- SUPPLIED TEXT:
Segment Open

🧱 LLM Introduction

Abstract

This section covers "Large Language Models" (LLMs) briefly.

Chatbots like ChatGPT and Bard are one of the main reasons behind the huge popularity of Generative AI in recent times. These chatbots are built on top of advanced deep learning models called large language models.

Large language models (LLMs) are a special class of pretrained language models obtained by scaling model size, pretraining corpus and computation. LLMs, because of their large size and pretraining on large volumes of text data, exhibit special abilities which allow them to achieve remarkable performances without any task-specific training in many of the natural language processing tasks.

The era of LLMs started with OpenAI’s GPT-3 model, and the popularity of LLMs has increased exponentially after the introduction of models like GPT-3, GPT-3.5 and GPT4. As shown in the figure, LLMs are built on the top of transformer, an advanced deep learning model and concepts like transfer learning and self-supervised learning.

Key ingredients of LLMs. Image is from our survey paper on OpenAI LLMs.

Transformer

Before the transformer model, NLP research focused on traditional deep learning models like MLP, CNN, RNN, LSTM, GRU, and encoder-decoders. The transformer model emerged as an effective alternative, addressing issues like vanishing gradients and handling long-term contexts. Because of novel architecture and self-attention mechanism, the transformer model quickly gained popularity and has become the first choice for building pretrained language models and large language models.

Transfer Learning

Transfer Learning in the context of artificial intelligence involves existing knowledge transfer from one task (or domain) to another different but related task (or domain). Transfer learning avoids training a model from scratch and helps improve the model’s performance on the target task (or domain) by leveraging already existing knowledge.

Self-Supervised Learning

Self-supervised learning, a promising learning paradigm in artificial intelligence, helps models from different modalities like language, speech or image to learn background knowledge from large volumes of unlabeled data. Unlike supervised learning, which relies on large volumes of labelled data, self-supervised learning pretrains the models at scale based on the pseudo-supervision offered by one or more pretraining tasks. Here, the pseudo supervision stems from the labels, which are automatically generated without human intervention based on the description of the pretraining task.

Segment Closed

- INFORMATION GIVEN:
Segment Open

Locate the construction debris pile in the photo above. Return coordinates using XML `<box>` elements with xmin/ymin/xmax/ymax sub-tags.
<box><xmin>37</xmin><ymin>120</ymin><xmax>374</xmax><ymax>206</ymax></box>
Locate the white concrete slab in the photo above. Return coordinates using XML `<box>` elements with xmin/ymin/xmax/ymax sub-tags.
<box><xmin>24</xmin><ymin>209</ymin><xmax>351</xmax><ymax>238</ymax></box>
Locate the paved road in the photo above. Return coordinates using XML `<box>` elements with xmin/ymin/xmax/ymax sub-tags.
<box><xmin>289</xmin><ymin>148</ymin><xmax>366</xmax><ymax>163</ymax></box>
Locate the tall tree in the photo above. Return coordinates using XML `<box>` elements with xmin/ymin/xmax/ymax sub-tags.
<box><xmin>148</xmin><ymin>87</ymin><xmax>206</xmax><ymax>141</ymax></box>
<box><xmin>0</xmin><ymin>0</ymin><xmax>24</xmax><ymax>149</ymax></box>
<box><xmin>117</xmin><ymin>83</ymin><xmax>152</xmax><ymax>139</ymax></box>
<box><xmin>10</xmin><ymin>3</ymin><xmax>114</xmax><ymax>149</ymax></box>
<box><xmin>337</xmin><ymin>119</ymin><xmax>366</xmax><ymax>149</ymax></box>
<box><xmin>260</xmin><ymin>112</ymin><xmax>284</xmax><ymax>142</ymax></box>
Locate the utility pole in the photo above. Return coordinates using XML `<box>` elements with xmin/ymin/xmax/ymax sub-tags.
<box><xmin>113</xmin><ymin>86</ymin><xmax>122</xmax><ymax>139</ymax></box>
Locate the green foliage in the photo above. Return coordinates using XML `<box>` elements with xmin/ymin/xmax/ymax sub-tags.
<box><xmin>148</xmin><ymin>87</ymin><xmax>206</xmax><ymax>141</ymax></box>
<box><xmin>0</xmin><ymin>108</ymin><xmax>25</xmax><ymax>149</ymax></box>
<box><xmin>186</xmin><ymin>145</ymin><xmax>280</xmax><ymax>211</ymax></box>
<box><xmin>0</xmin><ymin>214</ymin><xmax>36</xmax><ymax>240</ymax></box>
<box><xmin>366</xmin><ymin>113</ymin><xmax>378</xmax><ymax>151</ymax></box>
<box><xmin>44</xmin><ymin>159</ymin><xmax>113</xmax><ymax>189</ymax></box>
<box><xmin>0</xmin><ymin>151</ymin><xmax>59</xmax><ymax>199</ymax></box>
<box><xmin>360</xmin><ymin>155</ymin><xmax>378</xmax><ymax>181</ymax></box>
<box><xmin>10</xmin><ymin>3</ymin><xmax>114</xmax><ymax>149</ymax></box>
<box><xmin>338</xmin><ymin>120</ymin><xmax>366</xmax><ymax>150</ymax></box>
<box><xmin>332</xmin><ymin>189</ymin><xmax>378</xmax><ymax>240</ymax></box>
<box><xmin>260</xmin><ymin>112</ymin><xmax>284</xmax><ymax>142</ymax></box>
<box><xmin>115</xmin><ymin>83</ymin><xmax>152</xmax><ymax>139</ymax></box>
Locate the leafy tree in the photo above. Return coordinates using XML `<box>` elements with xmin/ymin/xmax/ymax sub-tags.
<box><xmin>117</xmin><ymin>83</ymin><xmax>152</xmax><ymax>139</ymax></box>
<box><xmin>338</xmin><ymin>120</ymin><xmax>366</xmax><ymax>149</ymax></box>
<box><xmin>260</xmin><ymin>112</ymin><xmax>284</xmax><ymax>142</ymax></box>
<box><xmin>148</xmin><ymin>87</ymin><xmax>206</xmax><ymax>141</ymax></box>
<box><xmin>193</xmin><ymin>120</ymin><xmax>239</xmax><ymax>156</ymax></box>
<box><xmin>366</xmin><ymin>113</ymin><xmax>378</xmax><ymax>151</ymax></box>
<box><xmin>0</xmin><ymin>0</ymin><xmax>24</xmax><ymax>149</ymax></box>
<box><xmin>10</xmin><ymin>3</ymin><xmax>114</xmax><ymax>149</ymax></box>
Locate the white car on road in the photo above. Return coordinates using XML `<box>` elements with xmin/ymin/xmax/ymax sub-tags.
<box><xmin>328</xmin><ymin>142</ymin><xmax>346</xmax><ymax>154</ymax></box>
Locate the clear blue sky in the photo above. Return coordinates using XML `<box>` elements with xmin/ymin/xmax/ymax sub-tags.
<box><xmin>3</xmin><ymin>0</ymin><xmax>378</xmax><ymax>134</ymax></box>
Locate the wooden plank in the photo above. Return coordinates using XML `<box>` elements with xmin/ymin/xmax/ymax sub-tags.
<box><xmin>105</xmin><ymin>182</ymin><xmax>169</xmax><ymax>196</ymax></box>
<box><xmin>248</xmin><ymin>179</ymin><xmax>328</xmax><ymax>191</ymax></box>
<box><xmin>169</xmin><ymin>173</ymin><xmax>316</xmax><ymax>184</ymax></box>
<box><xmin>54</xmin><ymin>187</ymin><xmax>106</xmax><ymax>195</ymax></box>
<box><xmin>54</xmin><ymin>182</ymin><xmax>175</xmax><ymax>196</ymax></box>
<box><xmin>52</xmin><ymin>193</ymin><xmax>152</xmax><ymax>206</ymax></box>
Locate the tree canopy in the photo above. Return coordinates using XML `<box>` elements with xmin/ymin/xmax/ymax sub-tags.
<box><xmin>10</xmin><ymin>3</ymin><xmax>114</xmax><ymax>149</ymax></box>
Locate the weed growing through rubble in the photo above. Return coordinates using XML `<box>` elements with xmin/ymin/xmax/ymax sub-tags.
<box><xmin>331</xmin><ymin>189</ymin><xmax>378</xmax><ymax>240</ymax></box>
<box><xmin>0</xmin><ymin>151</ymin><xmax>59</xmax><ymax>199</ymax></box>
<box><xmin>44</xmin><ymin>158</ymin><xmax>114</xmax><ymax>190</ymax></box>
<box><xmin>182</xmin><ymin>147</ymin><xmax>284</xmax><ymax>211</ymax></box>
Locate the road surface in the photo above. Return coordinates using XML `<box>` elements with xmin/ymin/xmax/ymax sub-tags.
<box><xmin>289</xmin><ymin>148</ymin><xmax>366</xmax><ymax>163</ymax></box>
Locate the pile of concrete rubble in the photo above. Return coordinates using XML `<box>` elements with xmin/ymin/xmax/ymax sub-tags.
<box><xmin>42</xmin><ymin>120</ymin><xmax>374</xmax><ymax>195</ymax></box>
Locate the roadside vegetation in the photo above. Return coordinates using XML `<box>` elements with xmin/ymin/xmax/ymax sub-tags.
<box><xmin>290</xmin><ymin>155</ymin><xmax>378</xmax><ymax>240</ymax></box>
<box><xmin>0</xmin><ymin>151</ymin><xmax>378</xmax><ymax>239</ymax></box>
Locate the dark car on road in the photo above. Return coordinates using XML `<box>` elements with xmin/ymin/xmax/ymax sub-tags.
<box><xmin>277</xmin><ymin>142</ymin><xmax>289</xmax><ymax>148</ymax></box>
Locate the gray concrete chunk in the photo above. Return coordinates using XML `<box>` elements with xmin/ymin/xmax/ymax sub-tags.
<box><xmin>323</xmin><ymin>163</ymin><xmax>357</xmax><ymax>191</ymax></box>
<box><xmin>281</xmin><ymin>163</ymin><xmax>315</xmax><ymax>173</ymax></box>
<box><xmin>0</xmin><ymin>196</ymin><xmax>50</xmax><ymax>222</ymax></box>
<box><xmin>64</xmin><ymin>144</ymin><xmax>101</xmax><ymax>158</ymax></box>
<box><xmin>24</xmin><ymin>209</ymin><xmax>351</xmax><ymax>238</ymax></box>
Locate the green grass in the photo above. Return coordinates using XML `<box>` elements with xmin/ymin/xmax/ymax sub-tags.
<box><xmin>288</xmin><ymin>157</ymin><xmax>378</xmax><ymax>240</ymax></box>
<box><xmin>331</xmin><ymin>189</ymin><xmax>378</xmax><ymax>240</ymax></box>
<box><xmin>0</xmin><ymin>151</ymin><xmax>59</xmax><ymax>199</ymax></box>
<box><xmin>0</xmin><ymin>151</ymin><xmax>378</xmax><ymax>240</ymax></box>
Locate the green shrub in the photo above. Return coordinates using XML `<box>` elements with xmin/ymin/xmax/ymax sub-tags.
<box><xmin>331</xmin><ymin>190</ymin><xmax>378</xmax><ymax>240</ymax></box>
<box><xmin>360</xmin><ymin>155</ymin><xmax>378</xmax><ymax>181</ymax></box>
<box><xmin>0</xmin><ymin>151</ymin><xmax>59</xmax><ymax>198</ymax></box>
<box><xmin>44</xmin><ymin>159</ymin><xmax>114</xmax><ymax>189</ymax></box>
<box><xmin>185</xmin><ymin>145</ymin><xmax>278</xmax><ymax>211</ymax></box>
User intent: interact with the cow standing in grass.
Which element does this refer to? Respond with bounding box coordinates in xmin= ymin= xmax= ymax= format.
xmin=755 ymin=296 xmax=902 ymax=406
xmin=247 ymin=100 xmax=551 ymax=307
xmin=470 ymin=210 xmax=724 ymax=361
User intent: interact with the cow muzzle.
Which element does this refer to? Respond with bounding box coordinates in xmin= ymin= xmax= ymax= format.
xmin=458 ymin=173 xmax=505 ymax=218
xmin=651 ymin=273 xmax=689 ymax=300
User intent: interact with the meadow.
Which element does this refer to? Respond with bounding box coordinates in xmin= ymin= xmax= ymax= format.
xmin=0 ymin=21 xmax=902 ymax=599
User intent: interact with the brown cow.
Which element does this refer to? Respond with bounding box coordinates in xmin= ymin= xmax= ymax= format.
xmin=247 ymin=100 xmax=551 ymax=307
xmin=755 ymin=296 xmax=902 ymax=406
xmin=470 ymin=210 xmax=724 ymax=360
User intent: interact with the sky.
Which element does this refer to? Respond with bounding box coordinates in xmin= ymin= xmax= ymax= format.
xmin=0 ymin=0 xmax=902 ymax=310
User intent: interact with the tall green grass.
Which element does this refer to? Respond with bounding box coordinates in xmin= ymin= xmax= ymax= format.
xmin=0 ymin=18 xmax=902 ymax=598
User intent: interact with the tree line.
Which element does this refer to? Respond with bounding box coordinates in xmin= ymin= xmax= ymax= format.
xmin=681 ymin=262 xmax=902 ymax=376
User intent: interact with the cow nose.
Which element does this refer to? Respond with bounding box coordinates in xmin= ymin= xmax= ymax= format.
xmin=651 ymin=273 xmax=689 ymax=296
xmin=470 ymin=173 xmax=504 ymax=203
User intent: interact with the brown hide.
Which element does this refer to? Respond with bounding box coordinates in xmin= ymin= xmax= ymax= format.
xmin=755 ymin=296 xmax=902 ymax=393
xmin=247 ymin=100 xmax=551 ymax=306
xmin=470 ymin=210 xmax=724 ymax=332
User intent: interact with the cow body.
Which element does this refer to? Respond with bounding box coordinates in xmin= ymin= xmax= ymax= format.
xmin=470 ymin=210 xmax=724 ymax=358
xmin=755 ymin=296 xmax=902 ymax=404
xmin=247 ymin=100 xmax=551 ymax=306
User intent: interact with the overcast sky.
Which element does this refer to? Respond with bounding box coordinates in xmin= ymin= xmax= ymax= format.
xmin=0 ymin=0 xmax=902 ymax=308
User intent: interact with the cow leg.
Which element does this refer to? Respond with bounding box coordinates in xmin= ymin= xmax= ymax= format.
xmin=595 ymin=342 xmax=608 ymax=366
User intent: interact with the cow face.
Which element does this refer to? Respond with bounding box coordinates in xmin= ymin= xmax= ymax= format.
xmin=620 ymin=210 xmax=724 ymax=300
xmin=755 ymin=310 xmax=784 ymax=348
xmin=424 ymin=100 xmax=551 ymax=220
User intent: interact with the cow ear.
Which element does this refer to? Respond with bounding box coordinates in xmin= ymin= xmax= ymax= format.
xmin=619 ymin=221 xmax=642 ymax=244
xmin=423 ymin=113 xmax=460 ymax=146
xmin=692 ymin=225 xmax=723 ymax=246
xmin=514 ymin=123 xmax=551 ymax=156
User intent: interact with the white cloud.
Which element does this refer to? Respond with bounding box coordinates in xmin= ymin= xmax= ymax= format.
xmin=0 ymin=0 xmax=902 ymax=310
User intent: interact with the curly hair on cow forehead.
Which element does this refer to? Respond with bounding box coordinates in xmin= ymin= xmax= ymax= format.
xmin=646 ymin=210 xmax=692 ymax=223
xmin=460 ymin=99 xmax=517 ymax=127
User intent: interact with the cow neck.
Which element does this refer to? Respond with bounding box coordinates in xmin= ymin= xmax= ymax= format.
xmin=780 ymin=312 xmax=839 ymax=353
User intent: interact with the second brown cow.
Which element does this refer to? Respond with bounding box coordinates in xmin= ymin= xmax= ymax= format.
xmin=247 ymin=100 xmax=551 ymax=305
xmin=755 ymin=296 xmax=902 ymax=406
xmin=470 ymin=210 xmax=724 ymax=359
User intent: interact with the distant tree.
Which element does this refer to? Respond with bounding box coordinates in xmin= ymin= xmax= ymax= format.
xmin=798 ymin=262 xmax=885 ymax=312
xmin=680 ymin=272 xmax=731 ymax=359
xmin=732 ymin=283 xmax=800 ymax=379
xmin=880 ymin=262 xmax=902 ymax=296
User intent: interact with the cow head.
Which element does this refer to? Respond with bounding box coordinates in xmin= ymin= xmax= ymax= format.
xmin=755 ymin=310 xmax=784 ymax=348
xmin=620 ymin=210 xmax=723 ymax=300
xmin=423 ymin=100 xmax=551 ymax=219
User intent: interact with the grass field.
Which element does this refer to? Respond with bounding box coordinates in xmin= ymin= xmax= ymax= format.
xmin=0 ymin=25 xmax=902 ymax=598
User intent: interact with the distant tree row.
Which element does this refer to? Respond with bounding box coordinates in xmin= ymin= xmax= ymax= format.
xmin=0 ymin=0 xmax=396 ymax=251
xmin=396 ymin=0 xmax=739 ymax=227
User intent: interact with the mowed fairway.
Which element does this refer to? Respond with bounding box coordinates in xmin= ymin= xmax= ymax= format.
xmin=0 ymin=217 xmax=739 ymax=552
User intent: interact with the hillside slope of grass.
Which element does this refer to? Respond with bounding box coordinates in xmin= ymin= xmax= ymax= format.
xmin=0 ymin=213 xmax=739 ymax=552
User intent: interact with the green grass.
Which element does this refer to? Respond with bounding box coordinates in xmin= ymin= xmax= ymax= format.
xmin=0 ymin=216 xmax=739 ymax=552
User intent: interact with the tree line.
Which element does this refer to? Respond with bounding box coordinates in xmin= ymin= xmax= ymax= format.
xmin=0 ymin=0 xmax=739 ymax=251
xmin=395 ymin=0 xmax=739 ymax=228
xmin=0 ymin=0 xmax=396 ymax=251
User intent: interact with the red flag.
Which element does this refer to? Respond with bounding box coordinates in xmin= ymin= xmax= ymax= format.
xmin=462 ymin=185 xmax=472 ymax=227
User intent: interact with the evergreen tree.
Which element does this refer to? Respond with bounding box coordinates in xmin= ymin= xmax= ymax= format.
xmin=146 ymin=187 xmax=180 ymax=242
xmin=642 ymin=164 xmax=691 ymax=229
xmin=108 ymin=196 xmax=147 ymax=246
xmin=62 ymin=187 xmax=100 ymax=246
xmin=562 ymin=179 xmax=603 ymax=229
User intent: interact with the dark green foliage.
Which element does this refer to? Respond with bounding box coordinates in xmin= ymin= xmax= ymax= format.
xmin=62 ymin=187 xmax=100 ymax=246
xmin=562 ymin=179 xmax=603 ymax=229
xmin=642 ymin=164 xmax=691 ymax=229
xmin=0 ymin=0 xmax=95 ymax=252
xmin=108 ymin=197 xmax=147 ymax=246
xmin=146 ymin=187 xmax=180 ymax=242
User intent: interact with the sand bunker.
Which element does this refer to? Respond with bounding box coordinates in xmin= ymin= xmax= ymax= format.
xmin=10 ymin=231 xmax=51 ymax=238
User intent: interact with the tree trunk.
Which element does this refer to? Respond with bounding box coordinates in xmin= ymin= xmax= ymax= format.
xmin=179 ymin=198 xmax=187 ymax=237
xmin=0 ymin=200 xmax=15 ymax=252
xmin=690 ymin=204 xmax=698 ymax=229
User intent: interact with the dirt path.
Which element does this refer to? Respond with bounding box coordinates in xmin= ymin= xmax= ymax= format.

Segment Closed

- TO DO: Go on with the LLM introduction, starting right after its final sentence. The lines above come from a separate source.

- TASK RESULT:
Scaling (Data, Model Size & Computation)

The pretrained language models, starting from GPT-1, BERT models to the latest DeBERTa, achieved significant progress and also reduced the amount of labelled data required to train the task-specific models. Pretrained language models follow the paradigm “pretrain then fine-tune”, i.e., the model is pretrained first and then adapted to downstream tasks by fine-tuning. Pretrained language models cannot generalize to unseen downstream tasks without task-specific fine-tuning and hence these models are treated as narrow AI systems.
The research community's main focus is on developing artificial general intelligence (AGI) systems capable of general problem-solving. Researchers found that pretrained language models' performance can be improved through scaling along three dimensions: pretraining computation, pretraining data, and model size.

Larger models can capture more nuanced language patterns, enhancing text understanding and generation. Scaling, enabled by transfer learning and self-supervised learning, led to the creation of GPT-3. GPT-3 and its successor models are referred to as "large language models" to distinguish them from pretrained language models.